** Exercise materials follows **

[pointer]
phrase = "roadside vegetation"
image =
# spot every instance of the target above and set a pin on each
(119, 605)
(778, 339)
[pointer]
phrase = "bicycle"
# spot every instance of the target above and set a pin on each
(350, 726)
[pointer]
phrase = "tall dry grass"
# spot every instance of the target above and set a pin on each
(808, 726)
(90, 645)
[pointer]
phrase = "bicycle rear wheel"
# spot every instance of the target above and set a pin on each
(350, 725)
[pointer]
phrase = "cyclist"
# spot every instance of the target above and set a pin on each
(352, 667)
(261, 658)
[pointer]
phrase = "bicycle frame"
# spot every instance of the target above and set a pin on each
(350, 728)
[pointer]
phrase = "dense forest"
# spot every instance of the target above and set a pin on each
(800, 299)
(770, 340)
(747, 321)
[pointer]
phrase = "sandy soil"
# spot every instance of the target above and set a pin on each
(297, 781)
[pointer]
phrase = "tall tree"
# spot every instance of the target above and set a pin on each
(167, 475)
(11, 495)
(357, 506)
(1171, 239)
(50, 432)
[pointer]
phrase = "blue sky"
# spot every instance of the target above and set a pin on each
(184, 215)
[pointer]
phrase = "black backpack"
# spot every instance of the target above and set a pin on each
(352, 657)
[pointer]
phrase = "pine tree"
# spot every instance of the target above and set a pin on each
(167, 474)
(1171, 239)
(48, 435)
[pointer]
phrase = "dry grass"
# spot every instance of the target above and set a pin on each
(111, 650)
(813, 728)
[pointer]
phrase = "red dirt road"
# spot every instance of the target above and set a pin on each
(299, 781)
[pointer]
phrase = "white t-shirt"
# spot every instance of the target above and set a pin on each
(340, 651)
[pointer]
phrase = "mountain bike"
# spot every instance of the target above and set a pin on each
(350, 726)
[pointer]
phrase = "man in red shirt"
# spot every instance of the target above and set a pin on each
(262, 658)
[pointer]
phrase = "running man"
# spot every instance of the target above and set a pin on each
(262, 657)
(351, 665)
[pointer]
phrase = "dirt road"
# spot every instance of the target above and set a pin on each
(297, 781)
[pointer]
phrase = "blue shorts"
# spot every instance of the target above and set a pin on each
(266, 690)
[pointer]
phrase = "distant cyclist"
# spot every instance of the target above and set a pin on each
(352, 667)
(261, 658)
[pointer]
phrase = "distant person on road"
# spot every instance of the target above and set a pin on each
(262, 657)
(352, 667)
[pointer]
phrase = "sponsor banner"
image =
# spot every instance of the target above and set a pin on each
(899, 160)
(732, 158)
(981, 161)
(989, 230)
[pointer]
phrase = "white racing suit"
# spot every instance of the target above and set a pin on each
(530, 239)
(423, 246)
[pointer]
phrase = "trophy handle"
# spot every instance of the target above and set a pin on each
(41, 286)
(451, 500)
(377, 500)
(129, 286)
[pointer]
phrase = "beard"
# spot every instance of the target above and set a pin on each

** End of Exercise materials **

- **Exercise requirements**
Each record needs to be given again exactly.

- **Result**
[pointer]
phrase = "roadside vegetation"
image =
# spot every instance of the target above and set a pin on each
(119, 605)
(778, 339)
[pointer]
phrase = "bicycle"
# spot every instance of the target above and set a pin on each
(350, 726)
[pointer]
phrase = "tall dry grass"
# spot every instance of the target above and set a pin on each
(808, 726)
(90, 645)
[pointer]
phrase = "bicycle rear wheel"
# spot every instance of the target above and set a pin on each
(350, 725)
[pointer]
phrase = "cyclist"
# spot every instance of the target above and set a pin on each
(352, 667)
(261, 658)
[pointer]
phrase = "bicycle frame"
# spot every instance of the target above and set a pin on each
(350, 728)
[pointer]
phrase = "dense forest"
# spot every instance of the target above and set a pin on each
(800, 299)
(770, 340)
(747, 321)
[pointer]
phrase = "sandy soil"
# spot every instance of the target above and set a pin on each
(297, 781)
[pointer]
phrase = "tall tree"
# spot every instance of the target above and set a pin on each
(167, 475)
(11, 495)
(357, 506)
(1171, 239)
(50, 432)
[pointer]
phrase = "blue sky"
# spot every instance of the target above and set a pin on each
(184, 215)
[pointer]
phrase = "black backpack"
# spot every instance of the target above and set a pin on each
(352, 657)
[pointer]
phrase = "pine tree"
# spot every instance of the target above and set a pin on each
(167, 474)
(1171, 239)
(48, 435)
[pointer]
phrase = "dry grass"
# spot every instance of the target above and set a pin on each
(111, 650)
(813, 728)
[pointer]
phrase = "red dirt road"
# spot every instance of the target above and set a pin on each
(299, 781)
[pointer]
phrase = "white t-shirt"
# spot every instance of the target above and set a pin on each
(340, 651)
[pointer]
phrase = "mountain bike"
# spot every instance of the target above and set a pin on each
(350, 726)
[pointer]
phrase = "man in red shirt"
# spot every instance of the target above and set a pin on each
(262, 658)
[pointer]
phrase = "running man"
# spot every instance of the target above and set a pin on each
(262, 657)
(351, 665)
[pointer]
phrase = "dirt road"
# spot every instance of the target above and set a pin on each
(297, 781)
[pointer]
phrase = "blue shorts"
# spot every instance of the target above and set a pin on each
(266, 690)
[pointer]
phrase = "distant cyclist"
# spot every instance of the target above and set a pin on each
(352, 667)
(261, 658)
[pointer]
phrase = "distant person on road"
# spot every instance of the target above and set a pin on each
(262, 657)
(352, 667)
[pointer]
phrase = "sponsor banner"
image =
# spot every instance of the target above and set a pin on each
(899, 160)
(732, 158)
(981, 161)
(989, 230)
[pointer]
phrase = "white racing suit"
# spot every instance of the target above and set a pin on each
(530, 239)
(423, 246)
[pointer]
phrase = "trophy handle"
# spot every instance of the target above and set a pin on each
(41, 286)
(451, 500)
(377, 500)
(129, 286)
[pointer]
phrase = "beard"
# spot every instance of the target above and set a pin on each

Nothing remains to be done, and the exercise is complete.